I wish the cache tier would cause a health warning if it does not have
a max size set, it lets you do that, flushes nothing and fills the OSDs.

As for what the actual test is, this is 4K uncompressed DPX video frames,
so 50 Mbyte files written at least 24 a second on a good day, ideally more.
This needs to sustain around 1.3 Gbytes/sec in either direction from a single
application and needs to do it consistently. There is a certain amount of 
buffering to deal with fluctuations in perf. I am pushing 4096 of these files
sequentially with a queue depth of 32 so there is rather a lot of data in flight
at any one time. I know I do not have enough hardware to achieve this rate
on writes.

The are being written with direct I/O into a pool of 8 RBD LUNs. The 8 LUN
setup will not really help here with the small number of OSDs in the cache 
pool, it does help when the RBD LUNs are going directly to a large pool of
disk based OSDs as it gets all the OSDs moving in parallel.

My basic point here is that there is a lot more potential bandwidth to be had in the
backing pool, but I cannot get the cache tier to use more than a small fraction of the
available bandwidth when flushing content. Since the front end of the cache can
sustain around 900 Mbytes/sec over RBD, I am somewhat out of balance here:

cache input rate 900 Mbytes/sec
backing pool input rate 600 Mbytes/sec

But not by a significant amount.

The question is really about is there anything I can do to get cache flushing to
take advantage of more of the bandwidth. If I do this without the cache tier then
the latency of the disk based OSDs is too variable and you cannot sustain a
consistent data rate. The NVMe devices are better about consistent device
latency, but the cache tier implementation seems to have a problem driving
the backing pool at anything close to its capabilities. It really only needs to 
move 40 or 50 objects in parallel to achieve that.

I am not attempting to provision a cache tier large enough for whole workload,
but as more of a debounce zone to avoid jitter making it back to the application.
I am trying to categorize what can and cannot be achieved with ceph here for
this type of workload, not build a complete production setup. My test represents
170 seconds of content and generates 209 Gbytes of data, so this is a small
scale test ;-) fortunately this stuff is not always used realtime.

→ INFORMATION PROVIDED

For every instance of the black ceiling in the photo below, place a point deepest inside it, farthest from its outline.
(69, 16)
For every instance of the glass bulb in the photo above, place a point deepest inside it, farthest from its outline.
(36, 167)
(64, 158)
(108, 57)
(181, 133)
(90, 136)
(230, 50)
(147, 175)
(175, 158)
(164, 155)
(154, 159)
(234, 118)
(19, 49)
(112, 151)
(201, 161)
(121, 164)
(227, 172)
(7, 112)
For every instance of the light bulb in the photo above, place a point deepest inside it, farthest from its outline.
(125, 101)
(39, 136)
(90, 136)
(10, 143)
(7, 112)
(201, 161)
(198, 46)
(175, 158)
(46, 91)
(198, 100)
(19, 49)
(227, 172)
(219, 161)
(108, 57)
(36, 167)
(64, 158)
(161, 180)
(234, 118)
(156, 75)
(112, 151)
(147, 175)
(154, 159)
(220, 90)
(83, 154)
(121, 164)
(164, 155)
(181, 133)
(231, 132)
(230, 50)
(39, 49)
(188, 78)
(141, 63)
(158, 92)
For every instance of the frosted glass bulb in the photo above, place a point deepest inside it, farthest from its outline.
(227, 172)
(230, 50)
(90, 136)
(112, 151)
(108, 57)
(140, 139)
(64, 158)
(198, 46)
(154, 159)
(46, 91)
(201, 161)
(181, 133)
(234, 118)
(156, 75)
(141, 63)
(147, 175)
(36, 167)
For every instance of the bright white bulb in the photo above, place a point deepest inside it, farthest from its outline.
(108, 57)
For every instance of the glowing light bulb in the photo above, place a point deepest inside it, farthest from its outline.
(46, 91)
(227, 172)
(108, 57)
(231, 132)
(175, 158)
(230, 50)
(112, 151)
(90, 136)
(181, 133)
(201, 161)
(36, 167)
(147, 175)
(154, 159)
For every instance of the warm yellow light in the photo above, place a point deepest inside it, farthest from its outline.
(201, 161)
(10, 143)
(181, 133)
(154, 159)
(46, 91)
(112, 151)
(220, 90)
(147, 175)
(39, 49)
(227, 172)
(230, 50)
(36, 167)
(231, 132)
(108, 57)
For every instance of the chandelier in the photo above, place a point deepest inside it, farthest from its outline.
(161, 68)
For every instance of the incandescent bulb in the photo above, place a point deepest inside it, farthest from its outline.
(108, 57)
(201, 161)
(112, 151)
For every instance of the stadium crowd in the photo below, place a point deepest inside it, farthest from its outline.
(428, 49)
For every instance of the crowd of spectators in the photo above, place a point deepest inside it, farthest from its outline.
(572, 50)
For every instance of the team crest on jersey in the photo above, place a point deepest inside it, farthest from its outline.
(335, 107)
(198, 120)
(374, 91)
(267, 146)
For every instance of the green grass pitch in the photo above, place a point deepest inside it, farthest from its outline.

→ WRITTEN EXERCISE
Continue the forum post about Ceph cache tier flushing from the point where it stops.

→ TASK RESPONSE
All of those extra config options look to be around how fast promotion into the
cache can go, not how fast you can get things out of it :-(

I have been using readforward and that is working OK, there is sufficient read
bandwidth that it does not matter if data is coming from the cache pool or the
disk backing pool.

Steve

> On Apr 19, 2016, at 7:47 PM, Christian Balzer <chibi@xxxxxxx> wrote:
> 
> 
> Hello,
> 
> On Tue, 19 Apr 2016 20:21:39 +0000 Stephen Lord wrote:
> 
>> 
>> 
>> I Have a setup using some Intel P3700 devices as a cache tier, and 33
>> sata drives hosting the pool behind them. 
> 
> A bit more details about the setup would be nice, as in how many nodes,
> interconnect, replication size of the cache tier and the backing HDD
> pool, etc. 
> And "some" isn't a number, how many P3700s (which size?) in how many nodes?
> One assumes there are no further SSDs involved with those SATA HDDs?

> 
>> I setup the cache tier with
>> writeback, gave it a size and max object count etc:
>> 
>> ceph osd pool set target_max_bytes 500000000000
>                    ^^^
> This should have given you an error, it needs the pool name, as in your
> next line.
> 
>> ceph osd pool set nvme target_max_bytes 500000000000
>> ceph osd pool set nvme target_max_objects 500000
>> ceph osd pool set nvme cache_target_dirty_ratio 0.5
>> ceph osd pool set nvme cache_target_full_ratio 0.8
>> 
>> This is all running Jewel using bluestore OSDs (I know experimental).
> Make sure to report all pyrotechnics, trap doors and sharp edges. ^_-
> 
>> The cache tier will write at about 900 Mbytes/sec and read at 2.2
>> Gbytes/sec, the sata pool can take writes at about 600 Mbytes/sec in
>> aggregate. 
>  ^^^^^^^^^
> Key word there.
> 
> That's just 18MB/s per HDD (60MB/s with a replication of 3), a pretty
> disappointing result for the supposedly twice as fast BlueStore. 
> Again, replication size and topology might explain that up to a point, but
> we don't know them (yet).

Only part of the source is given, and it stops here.